### Instructions to follow
Rewrite the records from the line that contains "wood gym floor." through the end of the records, requests included, multiplying every point coordinate in the answers by 1.8 and rounding to whole numbers, with halves rounded up. Give only those lines.
[Begin]
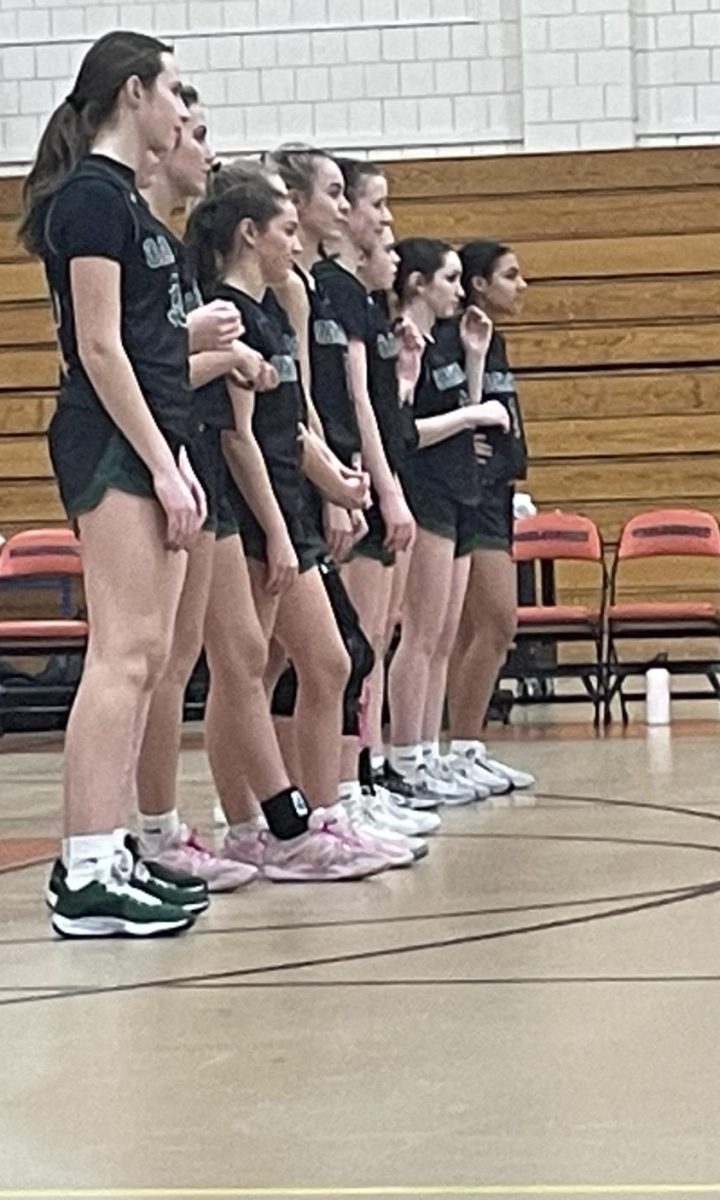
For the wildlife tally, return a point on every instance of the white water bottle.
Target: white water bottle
(658, 693)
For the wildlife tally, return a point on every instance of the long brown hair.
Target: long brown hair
(234, 193)
(107, 66)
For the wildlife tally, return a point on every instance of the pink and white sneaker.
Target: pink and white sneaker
(220, 873)
(347, 822)
(316, 857)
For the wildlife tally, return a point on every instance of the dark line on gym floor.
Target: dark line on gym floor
(580, 838)
(491, 982)
(367, 955)
(402, 919)
(678, 810)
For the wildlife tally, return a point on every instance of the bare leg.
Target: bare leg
(241, 745)
(157, 774)
(432, 720)
(486, 633)
(427, 598)
(132, 589)
(307, 629)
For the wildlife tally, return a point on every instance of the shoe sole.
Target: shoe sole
(193, 906)
(115, 927)
(228, 886)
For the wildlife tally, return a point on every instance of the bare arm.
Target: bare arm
(373, 455)
(250, 473)
(95, 287)
(397, 517)
(246, 462)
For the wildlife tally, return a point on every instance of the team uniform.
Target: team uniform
(276, 420)
(441, 480)
(365, 317)
(97, 213)
(509, 461)
(328, 352)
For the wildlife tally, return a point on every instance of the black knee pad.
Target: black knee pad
(355, 643)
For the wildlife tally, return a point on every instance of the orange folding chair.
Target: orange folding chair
(544, 541)
(46, 558)
(663, 533)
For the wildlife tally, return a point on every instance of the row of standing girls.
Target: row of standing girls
(256, 456)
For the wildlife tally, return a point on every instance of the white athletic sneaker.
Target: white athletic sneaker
(349, 822)
(436, 787)
(411, 822)
(519, 779)
(316, 857)
(381, 822)
(486, 783)
(402, 792)
(442, 781)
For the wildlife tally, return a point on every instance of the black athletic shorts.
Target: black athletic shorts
(372, 545)
(209, 465)
(304, 528)
(441, 514)
(493, 517)
(355, 643)
(90, 456)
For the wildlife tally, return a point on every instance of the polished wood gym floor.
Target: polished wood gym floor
(533, 1011)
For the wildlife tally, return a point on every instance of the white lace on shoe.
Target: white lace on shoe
(485, 781)
(519, 779)
(437, 779)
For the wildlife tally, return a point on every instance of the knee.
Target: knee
(325, 675)
(241, 659)
(142, 658)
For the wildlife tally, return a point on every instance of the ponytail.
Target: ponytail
(72, 129)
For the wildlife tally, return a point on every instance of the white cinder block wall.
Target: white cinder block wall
(393, 77)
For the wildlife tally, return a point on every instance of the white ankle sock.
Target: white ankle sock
(405, 759)
(157, 831)
(243, 828)
(463, 745)
(88, 857)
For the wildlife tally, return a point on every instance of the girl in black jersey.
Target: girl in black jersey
(118, 448)
(493, 281)
(442, 487)
(244, 238)
(372, 359)
(216, 604)
(316, 185)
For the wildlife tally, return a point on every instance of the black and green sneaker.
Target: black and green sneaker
(113, 909)
(181, 880)
(141, 879)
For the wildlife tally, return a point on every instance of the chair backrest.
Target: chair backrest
[End]
### Task output
For the wildlife tally, return a point on every instance of the polished wood gym floor.
Target: polished wood gym floor
(959, 1820)
For the wildlife tally, return a point on every instance of the white lace on shoe.
Target: white lace on shoe
(873, 1406)
(934, 1402)
(787, 1402)
For the wildlife tally, return a point on every instance of the knee.
Target: knee
(585, 1215)
(434, 1186)
(256, 1184)
For the wildlife tally, return a point on every instance of the ponytail.
Target: ponytail
(130, 232)
For the wildlife tally, return a point on every instance of the white cinder block wall.
Target: white cinder block wall
(707, 139)
For the wildlife tally, return a point on every instance of the white ankle sock.
Target: white ankle sock
(729, 1366)
(283, 1496)
(437, 1490)
(833, 1341)
(158, 1543)
For the wildlife tally, return a point on every instance of the girl in black jersey.
Target: girl in black jersey
(212, 806)
(887, 506)
(796, 877)
(439, 428)
(670, 646)
(389, 1087)
(569, 333)
For the wildlife tally, return a point on every instance of the black and green sneaker.
Target: black and green sneaker
(203, 1636)
(326, 1584)
(254, 1582)
For the wildlife tally, return a point on every instance of the chair backrest.
Target: chair backrest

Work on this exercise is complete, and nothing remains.